What needs to be done.
Lines before the one containing "Where can you spot the logo" are left out; copy that line and every later line through the end of the data exactly.

Exercise inputs.
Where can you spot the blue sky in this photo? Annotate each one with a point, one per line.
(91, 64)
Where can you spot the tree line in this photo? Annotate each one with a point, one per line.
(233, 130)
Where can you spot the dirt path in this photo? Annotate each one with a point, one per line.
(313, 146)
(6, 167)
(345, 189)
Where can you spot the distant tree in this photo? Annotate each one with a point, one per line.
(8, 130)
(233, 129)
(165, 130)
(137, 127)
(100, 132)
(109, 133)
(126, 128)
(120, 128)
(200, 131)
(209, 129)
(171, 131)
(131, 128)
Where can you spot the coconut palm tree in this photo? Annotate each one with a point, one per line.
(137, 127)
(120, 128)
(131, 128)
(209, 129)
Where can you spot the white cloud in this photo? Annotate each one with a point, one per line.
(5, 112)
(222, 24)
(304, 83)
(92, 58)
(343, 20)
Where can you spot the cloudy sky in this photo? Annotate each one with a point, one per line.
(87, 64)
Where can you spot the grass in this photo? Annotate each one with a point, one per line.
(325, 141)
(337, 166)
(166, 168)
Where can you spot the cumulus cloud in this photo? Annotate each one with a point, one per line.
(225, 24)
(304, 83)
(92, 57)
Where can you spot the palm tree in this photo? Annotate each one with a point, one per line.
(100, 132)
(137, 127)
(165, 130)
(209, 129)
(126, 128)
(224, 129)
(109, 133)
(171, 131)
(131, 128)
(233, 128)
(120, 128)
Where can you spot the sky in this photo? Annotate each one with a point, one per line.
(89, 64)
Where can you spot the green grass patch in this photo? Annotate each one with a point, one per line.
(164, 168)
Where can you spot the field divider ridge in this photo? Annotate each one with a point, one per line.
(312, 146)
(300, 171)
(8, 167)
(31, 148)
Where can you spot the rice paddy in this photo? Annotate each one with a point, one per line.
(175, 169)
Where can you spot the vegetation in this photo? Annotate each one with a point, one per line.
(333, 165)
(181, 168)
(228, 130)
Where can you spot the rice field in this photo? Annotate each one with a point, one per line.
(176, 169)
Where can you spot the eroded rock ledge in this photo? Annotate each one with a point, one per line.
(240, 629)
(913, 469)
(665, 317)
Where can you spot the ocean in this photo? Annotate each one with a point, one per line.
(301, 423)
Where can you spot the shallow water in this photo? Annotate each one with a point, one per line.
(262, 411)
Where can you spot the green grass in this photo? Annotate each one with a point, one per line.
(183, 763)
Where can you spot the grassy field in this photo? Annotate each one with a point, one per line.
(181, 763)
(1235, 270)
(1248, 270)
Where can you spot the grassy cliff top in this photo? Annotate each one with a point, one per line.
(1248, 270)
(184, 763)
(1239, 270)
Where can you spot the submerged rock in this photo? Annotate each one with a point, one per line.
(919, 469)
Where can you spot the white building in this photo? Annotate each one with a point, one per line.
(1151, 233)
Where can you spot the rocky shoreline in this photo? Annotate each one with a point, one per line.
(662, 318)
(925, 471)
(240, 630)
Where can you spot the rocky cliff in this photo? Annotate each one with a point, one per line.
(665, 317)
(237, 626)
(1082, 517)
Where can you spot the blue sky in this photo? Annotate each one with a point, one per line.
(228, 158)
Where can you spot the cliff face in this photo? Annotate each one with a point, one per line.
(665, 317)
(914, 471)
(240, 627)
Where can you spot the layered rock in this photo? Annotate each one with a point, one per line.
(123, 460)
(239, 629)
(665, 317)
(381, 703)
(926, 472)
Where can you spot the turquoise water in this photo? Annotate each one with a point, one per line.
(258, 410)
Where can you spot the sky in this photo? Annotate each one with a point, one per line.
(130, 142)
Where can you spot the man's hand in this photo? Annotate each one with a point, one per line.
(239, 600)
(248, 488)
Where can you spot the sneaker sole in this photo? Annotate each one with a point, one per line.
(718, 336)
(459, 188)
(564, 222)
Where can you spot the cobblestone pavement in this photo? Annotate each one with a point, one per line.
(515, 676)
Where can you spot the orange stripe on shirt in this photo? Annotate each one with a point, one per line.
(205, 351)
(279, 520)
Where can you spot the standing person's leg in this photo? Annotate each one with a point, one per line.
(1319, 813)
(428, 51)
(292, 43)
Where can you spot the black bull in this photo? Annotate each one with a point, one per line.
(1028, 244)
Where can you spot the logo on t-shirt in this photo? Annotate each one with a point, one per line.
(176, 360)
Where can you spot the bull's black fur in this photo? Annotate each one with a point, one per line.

Completed exercise.
Where can you spot the logo on t-shirt in this photo? Annotate each one with a point, one per line.
(176, 360)
Where can you spot the bull's black fur in this photo? Annotate each one with a point, one per line.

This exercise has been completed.